### [What this task involves]
The records that follow must be repeated verbatim, every one of them.

### [Exercise inputs]
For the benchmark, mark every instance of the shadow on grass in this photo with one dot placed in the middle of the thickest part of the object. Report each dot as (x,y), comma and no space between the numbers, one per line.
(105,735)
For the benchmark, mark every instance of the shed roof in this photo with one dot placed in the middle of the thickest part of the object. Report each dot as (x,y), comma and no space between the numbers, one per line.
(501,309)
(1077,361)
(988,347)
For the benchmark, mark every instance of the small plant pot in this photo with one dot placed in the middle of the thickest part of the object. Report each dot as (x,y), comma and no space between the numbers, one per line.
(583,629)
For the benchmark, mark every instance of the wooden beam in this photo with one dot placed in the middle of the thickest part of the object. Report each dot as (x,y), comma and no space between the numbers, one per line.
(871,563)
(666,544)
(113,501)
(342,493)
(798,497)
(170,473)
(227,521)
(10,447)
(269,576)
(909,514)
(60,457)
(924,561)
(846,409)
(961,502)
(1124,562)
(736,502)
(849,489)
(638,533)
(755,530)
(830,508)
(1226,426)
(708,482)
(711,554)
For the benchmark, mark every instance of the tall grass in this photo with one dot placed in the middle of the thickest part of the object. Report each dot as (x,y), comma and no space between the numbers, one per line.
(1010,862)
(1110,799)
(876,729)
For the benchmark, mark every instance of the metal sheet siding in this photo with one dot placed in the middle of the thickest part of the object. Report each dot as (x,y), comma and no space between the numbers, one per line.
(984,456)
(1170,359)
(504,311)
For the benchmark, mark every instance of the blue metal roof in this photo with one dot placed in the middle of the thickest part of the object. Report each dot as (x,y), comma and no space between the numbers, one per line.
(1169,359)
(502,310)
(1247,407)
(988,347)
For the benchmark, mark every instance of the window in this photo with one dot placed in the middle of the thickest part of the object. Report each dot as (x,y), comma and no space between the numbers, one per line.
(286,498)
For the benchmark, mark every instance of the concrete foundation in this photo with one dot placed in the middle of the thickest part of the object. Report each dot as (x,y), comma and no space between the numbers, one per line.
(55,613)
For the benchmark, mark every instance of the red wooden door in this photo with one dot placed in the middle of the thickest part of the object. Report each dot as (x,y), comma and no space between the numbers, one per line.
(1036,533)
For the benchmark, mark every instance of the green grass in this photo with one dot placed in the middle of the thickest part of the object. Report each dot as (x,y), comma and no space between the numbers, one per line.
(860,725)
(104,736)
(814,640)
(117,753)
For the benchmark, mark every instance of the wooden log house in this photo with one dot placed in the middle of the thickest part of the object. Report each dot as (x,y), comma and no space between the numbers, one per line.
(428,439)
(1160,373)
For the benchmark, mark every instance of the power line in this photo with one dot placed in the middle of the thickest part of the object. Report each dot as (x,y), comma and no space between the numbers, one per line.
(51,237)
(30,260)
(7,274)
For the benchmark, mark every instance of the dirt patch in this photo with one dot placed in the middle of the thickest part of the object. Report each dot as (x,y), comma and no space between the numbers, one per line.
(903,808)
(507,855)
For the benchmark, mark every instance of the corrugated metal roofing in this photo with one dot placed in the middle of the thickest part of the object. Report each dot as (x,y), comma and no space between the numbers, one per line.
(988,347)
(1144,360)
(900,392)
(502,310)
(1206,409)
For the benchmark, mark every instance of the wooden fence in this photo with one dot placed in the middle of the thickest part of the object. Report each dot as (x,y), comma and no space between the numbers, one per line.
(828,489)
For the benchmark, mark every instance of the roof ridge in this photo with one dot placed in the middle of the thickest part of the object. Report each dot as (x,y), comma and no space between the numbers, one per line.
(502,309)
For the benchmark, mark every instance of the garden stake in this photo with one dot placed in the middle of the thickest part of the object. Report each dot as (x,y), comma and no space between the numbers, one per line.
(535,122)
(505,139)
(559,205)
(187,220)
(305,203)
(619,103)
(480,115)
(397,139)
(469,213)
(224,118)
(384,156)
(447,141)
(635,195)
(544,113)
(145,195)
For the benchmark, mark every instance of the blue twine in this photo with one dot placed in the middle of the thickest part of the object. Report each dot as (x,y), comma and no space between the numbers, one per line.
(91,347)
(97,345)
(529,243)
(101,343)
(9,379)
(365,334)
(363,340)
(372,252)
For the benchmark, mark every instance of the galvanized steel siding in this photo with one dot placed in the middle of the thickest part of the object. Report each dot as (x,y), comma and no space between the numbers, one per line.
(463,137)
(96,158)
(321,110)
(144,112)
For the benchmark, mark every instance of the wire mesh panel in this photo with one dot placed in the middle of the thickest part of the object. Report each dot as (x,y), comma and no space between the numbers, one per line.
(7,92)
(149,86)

### [Exercise solution]
For the benchmark, mark every instance of the shadow on grass in this photo with one dot placed in the middle of the thickest part of the object. Report each dot as (x,y), comma and no space between the numbers, one per line.
(105,735)
For the benchmark, mark every instance of the shed roof in this photo with one dot placed in the middle of the thickest part of the object. Report each dot as (x,y), comma and no space between the numbers, one per line.
(501,309)
(1077,361)
(988,347)
For the benchmark, mark every instance of the small plant pot in this photo with one dot placed in the middle of the thickest part of the object. Report each dot as (x,y), comma and no space between the numbers, one per line.
(583,629)
For the benchmark, mark every instance of the wooden beam in this photo with one dot placed in the middle of the thickest part of the object. Report each dot as (x,y), comma and no space between the numbers, one per line.
(871,563)
(666,544)
(113,501)
(342,493)
(798,497)
(170,473)
(227,521)
(10,447)
(269,576)
(909,514)
(60,457)
(924,561)
(846,409)
(961,502)
(1124,562)
(736,502)
(849,489)
(638,533)
(755,530)
(830,508)
(1226,426)
(708,482)
(711,554)
For the benchmark, mark every instance of the tall grass in this photo with one dot placed in the middle of the thickest part of the object. Report each dot as (x,y), comma and no space between the numbers, one per line.
(1010,862)
(1110,799)
(876,729)
For the benchmark, mark every instance of the metal sheet siding in this photo with one dot placed in the middle of the thickest part of the object. Report each dot as (x,y), comma and no space between the numbers, one per line.
(984,456)
(1170,359)
(504,311)
For the benchmark, mark every instance of the blue metal roof in this photo with one dot placed in the middle of the thickest part of the object. Report each dot as (x,y), comma and no space between the numbers, one per line.
(1169,359)
(502,310)
(1247,407)
(988,347)
For the benchmark, mark every instance of the window in this photo with one dot placed in the middle of the thickest part of the object. Report each dot as (x,y), comma and no space between the numbers, one per line.
(286,498)
For the benchmark, mark every instance of the concrete foundation in this photo with one dot placed in the middle of the thickest part of the object. Report each dot as (x,y), comma and no space between the numbers, one per line.
(55,613)
For the benchmark, mark every instance of the red wooden door in this photo with one dot placed in the middle of the thickest part of the object. Report each dot as (x,y), comma and no space between the numbers, one per line.
(1036,533)
For the benchmark, mark every instance of the green grass in this photo with one dot placed in the middle of the thickest part of the object. Report each dot as (x,y), comma and no space between the numbers, one per line.
(860,725)
(104,736)
(814,640)
(117,753)
For the benchmark, mark every instance of the wooden log house in this photo with one dot placed in the middle of the thickest part of the object. Report each dot as (x,y), comma and no space between the numbers, one per line.
(428,439)
(1160,373)
For the benchmark, mark every instance of the power line in this photo with one dot placed in the middle of the thickest part of the object. Report each dot as (x,y), comma and no space between the numbers, one per line.
(51,237)
(30,260)
(7,274)
For the benchmark, mark every instance of the dirt patch in this photo with one dot placed in the middle of the thickest part of the object. Report each dot as (x,y), comma and no space between the numbers, one per line.
(903,808)
(507,855)
For the benchmark, mark every instance of the corrugated metal roofing in this photo with one dot placed in the middle of the thickest part of the object. Report each dot as (x,y), comma and no space between the numbers, one per line.
(988,347)
(1144,360)
(900,392)
(502,310)
(1206,409)
For the benchmark, mark every instance of the wooden fence in this photo with one dot placed in the middle of the thickest part of the object. Report each dot as (x,y), comma and no space between the numbers, one per line.
(828,489)
For the benchmark, mark every instance of the roof ridge in this photo with one dot placed in the middle of the thickest part of the object. Report each dot as (x,y), comma and no space between the numbers, one per line.
(502,309)
For the benchmark, mark every instance of the garden stake in this photo with one dot placed in the middle of the thickest part of the object. Report each dot as (x,y), comma and no space between the numbers, one per line.
(535,122)
(505,139)
(559,205)
(187,220)
(305,203)
(619,103)
(480,115)
(397,139)
(469,213)
(224,118)
(384,156)
(447,141)
(635,195)
(544,113)
(145,195)
For the benchmark, mark every instance of the blue twine in this photo with one dot placed in the middle of the thickest part of the object. Report each dot as (x,y), comma and no space between the numbers, one per line.
(91,347)
(97,345)
(529,243)
(101,343)
(9,379)
(365,334)
(363,340)
(372,252)
For the benchmark, mark every instance of the galvanized steel siding in this photo with one dot placed in the middle of the thickest part of the object. Report each dot as (x,y), comma and no space between the numbers, one per line.
(463,137)
(96,158)
(321,110)
(144,112)
For the benchmark, mark every instance of the wire mesh panel in this photo with one dot placed in the middle of the thickest part of the object. Report each dot as (x,y), comma and no space between the numbers, one per line.
(7,92)
(149,86)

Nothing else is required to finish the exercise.